======== TEXTE FOURNI

Western antique au cœur du réel.





L’enfant du fils de Rosetta aura-t-il tenu promesse ? Bingo si l’on en juge le jeune couple formé par Sonia et Bruno dans un réel en friche, un univers de non-lieux que les adultes semblent avoir fui pour de bon. Maîtrise formelle, épure de la mise en scène et radicalité du propos font de L’enfant un chef d’œuvre antique plaçant une nouvelle fois au centre la question de la faute, de sa reconnaissance, de son affranchissement. Sauf que l’acte témoigne ici comme d’un malaise dans la civilisation. Comment vendre son enfant ? Au-delà du refus de filiation, les Dardenne signent un film bouleversant, implacable et lumineux. Sous forme de conte initiatique moderne, une invitation pour survivre à l’adulescence et faire l’expérience de sa dépendance symbolique à l’autre.

Dès les premières secondes, l’univers des Dardenne est planté. Sonia, son bébé dans les bras, cogne contre une porte et réclame qu’on lui ouvre. C’est la porte de chez elle, mais elle n’entrera pas. Quelques minutes plus tard, elle se baisse jusqu’au sol et ramasse ce qu’on vient de lui balancer par terre - un chargeur de portable.

Une ouverture brillante puisqu’elle tient tout le film. Déjà l’absence du père, la parole coupée, la séparation des corps. Seule dans sa cage d’escalier, exclue de chez elle, Sonia vit sur le mode macro l’exclusion à l’œuvre dans l’intime et le social, point de départ des Dardenne.

De départ uniquement. Car l’étiquette sociale sera vite balayée par la force du regard et de la mise en scène. Un cadre qui, du Fils à L’enfant, marque l’apparition du couple dans le cinéma des Dardenne. Et donc une ouverture à la vie, aux couleurs, s’ouvrant en plus des personnages enfermés sur eux-mêmes, à des corps qui se cherchent, se cognent, se trahissent et se perdent, avant de lentement renaître.

« Ouvre, mais ouvre ! », tels sont les premiers mots de Sonia qui résonnent dans la cage d’escalier. L’histoire d’une ouverture à l’autre, de sa reconnaissance. Comment Bruno, père absent dès l’ouverture du film, peut-il redevenir, après avoir commis l’inconcevable, ce qu’il était supposé être de fait, à savoir adulte et père ?

================
======== DONNÉES FOURNIES

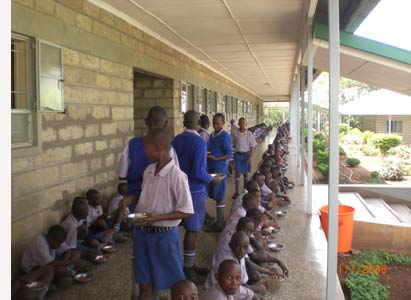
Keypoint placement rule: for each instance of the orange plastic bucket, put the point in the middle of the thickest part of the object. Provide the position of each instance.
(345, 226)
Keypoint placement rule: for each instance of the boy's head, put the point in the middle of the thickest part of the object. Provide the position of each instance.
(184, 290)
(204, 121)
(239, 244)
(218, 121)
(249, 201)
(156, 142)
(93, 197)
(245, 224)
(79, 208)
(122, 188)
(229, 276)
(255, 215)
(241, 123)
(156, 118)
(260, 178)
(191, 119)
(56, 236)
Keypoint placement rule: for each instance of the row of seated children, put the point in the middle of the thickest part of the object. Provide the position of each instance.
(55, 257)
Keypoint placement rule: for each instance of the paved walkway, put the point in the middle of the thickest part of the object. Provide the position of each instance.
(304, 253)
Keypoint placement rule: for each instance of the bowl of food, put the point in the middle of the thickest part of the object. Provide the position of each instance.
(35, 285)
(109, 249)
(84, 277)
(100, 259)
(280, 213)
(275, 247)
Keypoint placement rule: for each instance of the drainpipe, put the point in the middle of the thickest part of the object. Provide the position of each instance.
(334, 49)
(310, 118)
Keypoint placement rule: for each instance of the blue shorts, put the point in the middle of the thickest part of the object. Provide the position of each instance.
(157, 258)
(195, 222)
(242, 165)
(217, 191)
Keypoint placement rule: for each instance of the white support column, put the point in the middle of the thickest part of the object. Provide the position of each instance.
(334, 48)
(302, 127)
(310, 118)
(297, 101)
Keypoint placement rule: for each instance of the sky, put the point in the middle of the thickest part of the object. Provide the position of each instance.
(389, 23)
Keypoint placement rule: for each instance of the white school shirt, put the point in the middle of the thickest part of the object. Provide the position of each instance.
(70, 224)
(243, 141)
(114, 204)
(125, 161)
(166, 192)
(219, 256)
(37, 254)
(93, 213)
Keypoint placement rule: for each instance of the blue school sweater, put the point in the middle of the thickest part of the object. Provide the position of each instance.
(219, 145)
(138, 163)
(191, 152)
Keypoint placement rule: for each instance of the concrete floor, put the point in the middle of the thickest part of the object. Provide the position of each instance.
(304, 254)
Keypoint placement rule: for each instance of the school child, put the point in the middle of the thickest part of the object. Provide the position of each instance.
(20, 291)
(191, 152)
(204, 125)
(133, 159)
(219, 148)
(184, 290)
(244, 144)
(228, 282)
(239, 245)
(166, 199)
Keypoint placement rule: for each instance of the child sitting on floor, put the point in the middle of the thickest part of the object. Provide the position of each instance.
(228, 282)
(184, 290)
(239, 245)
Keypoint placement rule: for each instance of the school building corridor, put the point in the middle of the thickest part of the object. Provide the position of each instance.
(304, 251)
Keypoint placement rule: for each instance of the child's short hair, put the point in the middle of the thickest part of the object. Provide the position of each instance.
(90, 193)
(156, 116)
(219, 115)
(255, 214)
(159, 137)
(57, 232)
(122, 188)
(204, 120)
(248, 200)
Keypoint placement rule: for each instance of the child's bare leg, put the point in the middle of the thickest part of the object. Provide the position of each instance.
(146, 291)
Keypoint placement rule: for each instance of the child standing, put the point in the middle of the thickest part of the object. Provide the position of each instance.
(191, 151)
(219, 147)
(166, 199)
(244, 144)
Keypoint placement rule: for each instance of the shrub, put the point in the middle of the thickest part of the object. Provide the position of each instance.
(344, 128)
(392, 169)
(352, 162)
(369, 150)
(323, 168)
(385, 142)
(352, 139)
(367, 136)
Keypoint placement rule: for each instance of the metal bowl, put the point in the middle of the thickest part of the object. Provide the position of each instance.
(35, 285)
(275, 247)
(109, 249)
(84, 277)
(100, 259)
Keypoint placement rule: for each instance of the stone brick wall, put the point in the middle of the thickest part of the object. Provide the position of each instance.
(80, 148)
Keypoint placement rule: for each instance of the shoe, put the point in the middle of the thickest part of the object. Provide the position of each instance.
(214, 228)
(191, 275)
(200, 270)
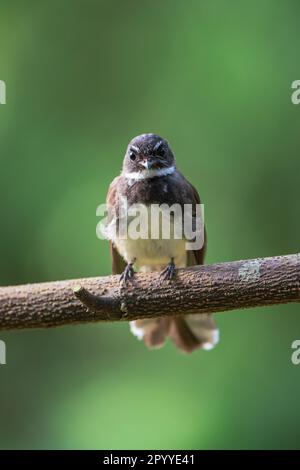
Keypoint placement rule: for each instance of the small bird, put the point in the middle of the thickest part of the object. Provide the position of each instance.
(149, 176)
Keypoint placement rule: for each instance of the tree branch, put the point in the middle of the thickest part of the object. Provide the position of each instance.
(198, 289)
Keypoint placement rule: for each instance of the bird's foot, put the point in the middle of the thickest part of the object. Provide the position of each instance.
(127, 274)
(169, 272)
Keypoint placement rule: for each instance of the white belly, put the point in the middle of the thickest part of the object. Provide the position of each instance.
(152, 254)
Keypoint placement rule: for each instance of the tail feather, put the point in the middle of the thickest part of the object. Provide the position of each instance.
(188, 333)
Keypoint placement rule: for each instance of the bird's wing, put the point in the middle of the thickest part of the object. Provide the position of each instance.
(118, 263)
(195, 256)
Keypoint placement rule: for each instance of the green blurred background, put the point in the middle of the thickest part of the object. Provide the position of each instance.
(83, 77)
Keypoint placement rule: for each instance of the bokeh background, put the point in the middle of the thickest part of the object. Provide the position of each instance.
(83, 77)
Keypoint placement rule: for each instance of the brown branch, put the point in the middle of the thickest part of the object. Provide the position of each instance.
(199, 289)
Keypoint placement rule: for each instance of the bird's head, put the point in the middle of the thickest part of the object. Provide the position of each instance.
(148, 153)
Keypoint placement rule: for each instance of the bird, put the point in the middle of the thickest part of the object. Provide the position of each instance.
(150, 177)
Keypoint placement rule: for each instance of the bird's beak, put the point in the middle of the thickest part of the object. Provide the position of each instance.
(147, 163)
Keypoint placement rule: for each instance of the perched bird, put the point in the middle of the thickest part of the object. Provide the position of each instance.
(149, 176)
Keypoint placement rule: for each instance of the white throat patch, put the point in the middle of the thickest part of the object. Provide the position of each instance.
(145, 174)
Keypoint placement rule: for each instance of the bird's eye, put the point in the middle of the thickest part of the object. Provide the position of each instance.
(132, 155)
(159, 150)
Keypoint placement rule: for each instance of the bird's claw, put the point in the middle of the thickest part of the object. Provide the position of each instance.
(127, 274)
(169, 272)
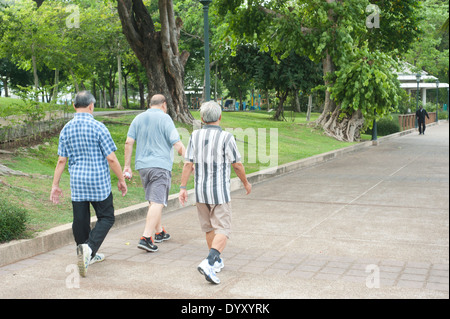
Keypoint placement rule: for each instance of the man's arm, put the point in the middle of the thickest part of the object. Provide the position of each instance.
(128, 152)
(56, 192)
(240, 172)
(187, 170)
(117, 169)
(179, 147)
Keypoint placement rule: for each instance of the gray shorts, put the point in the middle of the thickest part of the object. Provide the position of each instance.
(156, 183)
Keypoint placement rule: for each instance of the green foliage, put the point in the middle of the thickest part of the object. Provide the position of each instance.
(386, 126)
(366, 82)
(12, 221)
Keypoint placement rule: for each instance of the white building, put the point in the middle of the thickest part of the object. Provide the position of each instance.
(410, 81)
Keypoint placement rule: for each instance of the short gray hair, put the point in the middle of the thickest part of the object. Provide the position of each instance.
(210, 112)
(83, 99)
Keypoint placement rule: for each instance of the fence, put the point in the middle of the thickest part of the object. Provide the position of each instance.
(408, 121)
(14, 128)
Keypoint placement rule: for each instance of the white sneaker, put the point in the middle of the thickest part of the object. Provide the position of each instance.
(208, 271)
(97, 258)
(84, 257)
(218, 265)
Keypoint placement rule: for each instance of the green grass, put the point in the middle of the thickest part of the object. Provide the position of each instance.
(296, 140)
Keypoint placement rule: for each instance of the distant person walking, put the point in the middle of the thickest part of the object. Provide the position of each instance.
(88, 147)
(212, 150)
(420, 115)
(155, 134)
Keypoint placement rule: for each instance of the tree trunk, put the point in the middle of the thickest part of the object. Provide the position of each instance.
(119, 70)
(55, 88)
(279, 114)
(343, 129)
(308, 112)
(158, 52)
(5, 85)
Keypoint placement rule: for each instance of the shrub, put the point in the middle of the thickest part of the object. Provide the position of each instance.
(12, 221)
(386, 126)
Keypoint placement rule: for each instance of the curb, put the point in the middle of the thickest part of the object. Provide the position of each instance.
(62, 235)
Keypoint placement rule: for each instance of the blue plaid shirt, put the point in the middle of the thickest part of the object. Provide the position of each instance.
(87, 143)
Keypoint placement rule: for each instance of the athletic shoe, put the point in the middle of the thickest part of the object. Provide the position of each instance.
(147, 244)
(162, 236)
(97, 258)
(218, 265)
(84, 257)
(208, 271)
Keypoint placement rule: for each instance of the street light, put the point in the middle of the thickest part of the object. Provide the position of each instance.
(437, 100)
(418, 76)
(206, 28)
(447, 106)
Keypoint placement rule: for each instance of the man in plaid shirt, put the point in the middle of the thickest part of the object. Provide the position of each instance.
(88, 147)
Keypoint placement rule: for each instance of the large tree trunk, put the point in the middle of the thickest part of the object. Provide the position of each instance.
(158, 52)
(343, 129)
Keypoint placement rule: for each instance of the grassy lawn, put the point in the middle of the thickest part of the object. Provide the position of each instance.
(296, 140)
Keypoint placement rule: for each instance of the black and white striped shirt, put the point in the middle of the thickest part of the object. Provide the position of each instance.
(212, 150)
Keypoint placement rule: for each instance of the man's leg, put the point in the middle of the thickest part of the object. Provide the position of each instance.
(153, 219)
(216, 241)
(104, 211)
(81, 226)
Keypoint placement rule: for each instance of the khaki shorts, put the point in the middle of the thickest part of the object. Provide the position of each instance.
(215, 217)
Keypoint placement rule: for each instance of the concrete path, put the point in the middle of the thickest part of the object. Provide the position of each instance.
(369, 224)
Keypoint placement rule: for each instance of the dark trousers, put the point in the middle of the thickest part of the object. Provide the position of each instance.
(81, 226)
(421, 126)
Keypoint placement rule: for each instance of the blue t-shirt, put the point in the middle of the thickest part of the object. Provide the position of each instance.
(86, 143)
(155, 135)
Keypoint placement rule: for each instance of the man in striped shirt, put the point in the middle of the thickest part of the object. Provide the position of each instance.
(212, 150)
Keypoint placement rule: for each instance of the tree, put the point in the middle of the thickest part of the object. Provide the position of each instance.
(333, 32)
(158, 52)
(291, 74)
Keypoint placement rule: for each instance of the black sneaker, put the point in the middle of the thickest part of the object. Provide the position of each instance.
(147, 244)
(162, 236)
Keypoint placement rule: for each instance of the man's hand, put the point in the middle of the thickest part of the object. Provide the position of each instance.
(122, 187)
(182, 196)
(55, 194)
(248, 188)
(127, 173)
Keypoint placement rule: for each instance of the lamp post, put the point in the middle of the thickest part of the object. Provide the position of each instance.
(418, 76)
(206, 28)
(447, 105)
(437, 100)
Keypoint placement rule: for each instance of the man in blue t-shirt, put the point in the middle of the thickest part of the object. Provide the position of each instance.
(88, 147)
(155, 134)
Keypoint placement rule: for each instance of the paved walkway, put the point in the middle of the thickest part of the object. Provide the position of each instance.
(369, 224)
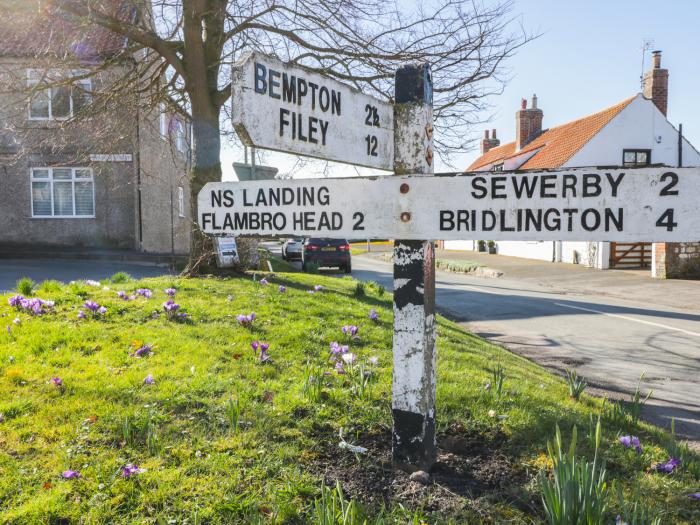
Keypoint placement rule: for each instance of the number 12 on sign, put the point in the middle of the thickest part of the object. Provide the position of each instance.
(372, 142)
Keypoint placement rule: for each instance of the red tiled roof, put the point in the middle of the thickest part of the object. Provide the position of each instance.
(33, 27)
(556, 145)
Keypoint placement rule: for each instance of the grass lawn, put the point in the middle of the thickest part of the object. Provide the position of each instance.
(225, 438)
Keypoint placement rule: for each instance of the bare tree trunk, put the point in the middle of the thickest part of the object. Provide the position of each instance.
(206, 167)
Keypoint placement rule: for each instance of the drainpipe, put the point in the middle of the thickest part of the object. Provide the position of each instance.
(137, 162)
(558, 246)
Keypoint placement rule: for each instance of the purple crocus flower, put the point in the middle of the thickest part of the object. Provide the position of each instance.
(130, 470)
(142, 351)
(631, 441)
(350, 330)
(37, 307)
(669, 466)
(263, 347)
(337, 349)
(92, 306)
(171, 306)
(16, 301)
(246, 320)
(636, 444)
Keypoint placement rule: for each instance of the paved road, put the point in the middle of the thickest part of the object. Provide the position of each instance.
(609, 341)
(11, 270)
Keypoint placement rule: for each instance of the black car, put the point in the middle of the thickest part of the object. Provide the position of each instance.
(326, 252)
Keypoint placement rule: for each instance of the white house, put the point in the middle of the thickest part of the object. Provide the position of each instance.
(634, 132)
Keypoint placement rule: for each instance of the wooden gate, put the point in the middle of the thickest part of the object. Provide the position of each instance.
(630, 255)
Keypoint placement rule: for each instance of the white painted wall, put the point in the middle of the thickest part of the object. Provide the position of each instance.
(639, 126)
(460, 245)
(540, 250)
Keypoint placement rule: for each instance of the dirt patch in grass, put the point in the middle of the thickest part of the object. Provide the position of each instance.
(469, 467)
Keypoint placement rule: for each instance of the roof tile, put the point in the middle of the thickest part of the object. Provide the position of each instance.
(31, 28)
(556, 145)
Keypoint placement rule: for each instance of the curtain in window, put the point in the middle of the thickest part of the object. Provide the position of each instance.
(41, 198)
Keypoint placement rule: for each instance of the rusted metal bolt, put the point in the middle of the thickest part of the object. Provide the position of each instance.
(429, 156)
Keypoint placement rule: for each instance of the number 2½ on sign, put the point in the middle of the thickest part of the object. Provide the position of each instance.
(372, 120)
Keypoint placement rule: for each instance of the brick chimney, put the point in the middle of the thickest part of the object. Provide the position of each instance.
(655, 85)
(528, 123)
(488, 143)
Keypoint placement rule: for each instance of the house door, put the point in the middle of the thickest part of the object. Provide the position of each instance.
(630, 255)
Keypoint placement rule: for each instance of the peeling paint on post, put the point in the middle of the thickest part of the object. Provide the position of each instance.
(413, 390)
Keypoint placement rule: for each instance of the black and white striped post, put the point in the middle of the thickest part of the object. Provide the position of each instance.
(413, 389)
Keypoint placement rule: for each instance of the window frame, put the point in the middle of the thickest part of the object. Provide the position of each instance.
(50, 180)
(48, 90)
(181, 201)
(636, 151)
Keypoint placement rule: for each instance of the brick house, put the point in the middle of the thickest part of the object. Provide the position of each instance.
(632, 133)
(76, 174)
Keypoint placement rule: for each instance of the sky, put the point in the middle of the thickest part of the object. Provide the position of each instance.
(588, 57)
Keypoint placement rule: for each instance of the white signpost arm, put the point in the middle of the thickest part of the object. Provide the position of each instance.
(413, 388)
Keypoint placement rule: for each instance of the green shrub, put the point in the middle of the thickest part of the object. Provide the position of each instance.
(233, 414)
(25, 286)
(576, 493)
(50, 285)
(576, 384)
(635, 513)
(377, 288)
(120, 277)
(454, 265)
(498, 377)
(311, 267)
(359, 290)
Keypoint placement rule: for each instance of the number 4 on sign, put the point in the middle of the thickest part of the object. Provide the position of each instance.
(666, 220)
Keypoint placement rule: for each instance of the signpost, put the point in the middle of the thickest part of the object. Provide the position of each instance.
(293, 109)
(296, 110)
(623, 205)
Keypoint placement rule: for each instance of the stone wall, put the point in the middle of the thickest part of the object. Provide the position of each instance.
(676, 260)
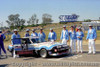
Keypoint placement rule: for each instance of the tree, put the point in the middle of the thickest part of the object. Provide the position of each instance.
(46, 18)
(15, 21)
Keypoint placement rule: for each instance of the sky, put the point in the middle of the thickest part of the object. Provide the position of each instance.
(86, 9)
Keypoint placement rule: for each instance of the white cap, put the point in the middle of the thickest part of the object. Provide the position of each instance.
(15, 30)
(64, 25)
(51, 28)
(27, 29)
(0, 31)
(90, 25)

================

**ÉNONCÉ:**
Pourriez-vous prolonger la critique de L’enfant des Dardenne en reprenant juste après sa dernière phrase ?

**RÉSULTAT:**
Petite hyperbole du capitalisme.

Bruno a loué l’appartement pendant que Sonia accouchait à l’hôpital. On le croise une première fois au milieu d’une rue, en train de mendier entre des voitures. Il surveille en même temps un café, l’oreille vissée à son portable. Bruno est enfermé dans l’instant, sa vie, son business. Son fils ne fait pas partie de sa vie. Il ne le regarde pas, ne le tient pas dans ses bras, ne l’embrasse pas. Ce fils n’existe pas, c’est un objet.

Bruno se revendique dans la marge mais participe au centre. Exclu volontaire du système, il en reproduit le principe fondateur. Tout se vend, tout s’achète, le marché s’autorégulant selon l’offre et la demande.

La machine est lancée. Petit voleur, artisan de débrouille calé en permanence sur l’urgence, épaulé par des enfants pour ses trafics, Bruno incarne tous les fondamentaux du capitalisme moderne. Flexibilité, rendement à outrance, absence de régulation par la loi, déni physiologique du corps, primauté accordée à la reproduction mécanique du même, assimilation du corps à l’espace qui l’entoure, avec au centre du système un seul but, le profit.

Il y a l’art et la manière. Le génie des Dardenne passe d’abord par le radicalisme du propos, mais surtout, par la façon toute progressive, presque naturelle, sans heurt et sans violence, de parvenir à l’inconcevable : un père vend son enfant à l’insu de sa mère. Ils représentent ainsi le paradoxe d’une logique (celle du capitalisme) poussée jusqu’à son terme par un personnage aussi cupide et naïf qu’opportuniste.

Bruno, l’innocence ou la cupidité. Au delà du bien et du mal.

L’innocence est au cœur de L’enfant. On s’aperçoit très vite que le titre se dédouble sous les traits du père et du fils. Bruno ne se rend pas compte. Comment être responsable quand cette notion même de responsabilité lui est étrangère ? « Je pensais qu’on en referait un autre, c’est tout ».

S’il utilise des enfants dans sa bande, c’est d’abord qu’il partage leur univers. Il en garde le rire, la légèreté, la naïveté surtout. Piétiner une flaque de boue pour sauter sur un mur, jouer au Jedi dans l’eau avec une barre de fer, rire de l’odeur d’un pet.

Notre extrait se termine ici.